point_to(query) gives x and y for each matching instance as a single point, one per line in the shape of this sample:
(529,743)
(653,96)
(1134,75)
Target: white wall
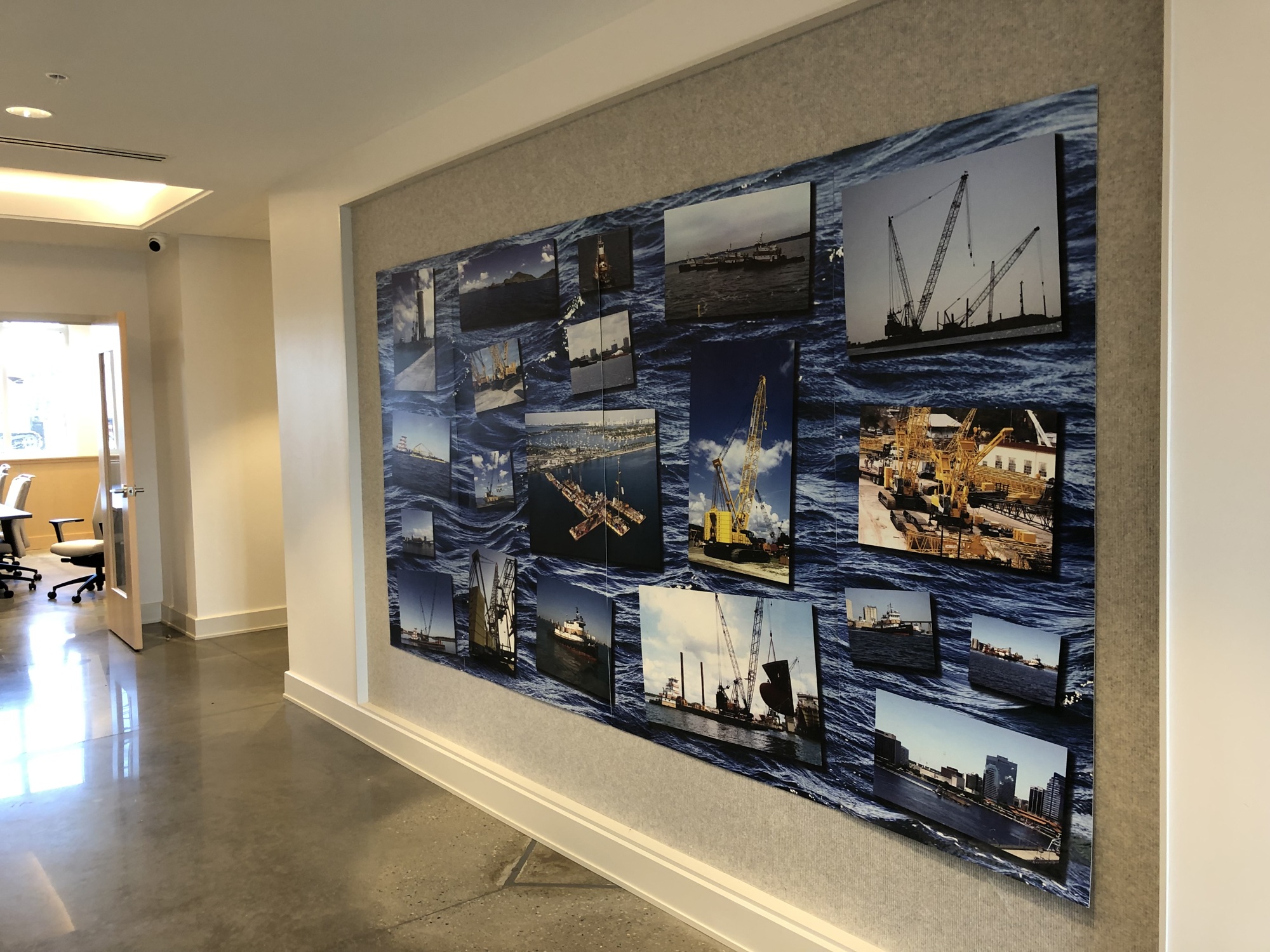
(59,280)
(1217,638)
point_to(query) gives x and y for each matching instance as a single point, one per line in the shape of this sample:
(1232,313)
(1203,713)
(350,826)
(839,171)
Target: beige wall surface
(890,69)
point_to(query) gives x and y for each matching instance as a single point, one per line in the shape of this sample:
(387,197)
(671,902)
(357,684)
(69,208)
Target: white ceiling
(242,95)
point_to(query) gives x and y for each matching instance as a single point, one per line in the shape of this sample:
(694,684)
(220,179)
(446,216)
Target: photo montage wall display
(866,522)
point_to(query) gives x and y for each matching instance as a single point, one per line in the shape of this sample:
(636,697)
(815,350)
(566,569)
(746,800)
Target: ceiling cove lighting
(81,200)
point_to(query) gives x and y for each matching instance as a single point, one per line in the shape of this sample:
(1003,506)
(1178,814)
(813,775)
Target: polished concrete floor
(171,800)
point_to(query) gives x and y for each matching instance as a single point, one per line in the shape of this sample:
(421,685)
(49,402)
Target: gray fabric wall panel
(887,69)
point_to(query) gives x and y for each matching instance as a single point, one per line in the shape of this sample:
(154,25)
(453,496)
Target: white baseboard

▶ **WRITTEN REQUEST**: Please rewrite all of the rows above, changing every "Target" to "Label" and keeping everything else the same. Leave the pictures out of your answer.

▶ **EXERCISE SOLUTION**:
point_to(query) gives x and y for each matching instance as a single point, one per line in the shape of this sample:
(529,743)
(653,96)
(1134,75)
Label: white wall
(59,280)
(1217,638)
point_to(query) gives x and y for each matching instance as a single point, one per line in the shape of this sample:
(1232,313)
(1203,713)
(350,826)
(839,171)
Label: beige wall surface
(890,69)
point_to(query) gives x and y for each matching instance as a single point, one per line in the shape of this sample:
(387,197)
(671,902)
(357,684)
(69,208)
Label: white ceiling
(242,95)
point_to(query) gives x and y for each matching instance as a single point, one per line in the shape of this sample:
(694,684)
(220,179)
(446,216)
Label: photo montage wall display
(866,522)
point_to(query) gives x and y for each matching instance as a single point, one per line in the shape of this sample:
(636,697)
(815,350)
(566,569)
(746,800)
Label: ceiling cove lighting
(81,200)
point_to(query) gives x and y for each matching instance as a single point, one per line in the shape of this sample:
(1003,506)
(1178,814)
(813,775)
Label: polished concrete floor
(171,800)
point_to(query) gives x and y for each matching instance as a single point, one per line in the shape of this sample:
(421,685)
(49,402)
Label: gray fabric wall panel
(887,69)
point_to(query) gives x and y for each matching instance as a single point, one per line in the shape of this sample:
(154,25)
(453,496)
Label: white baseboard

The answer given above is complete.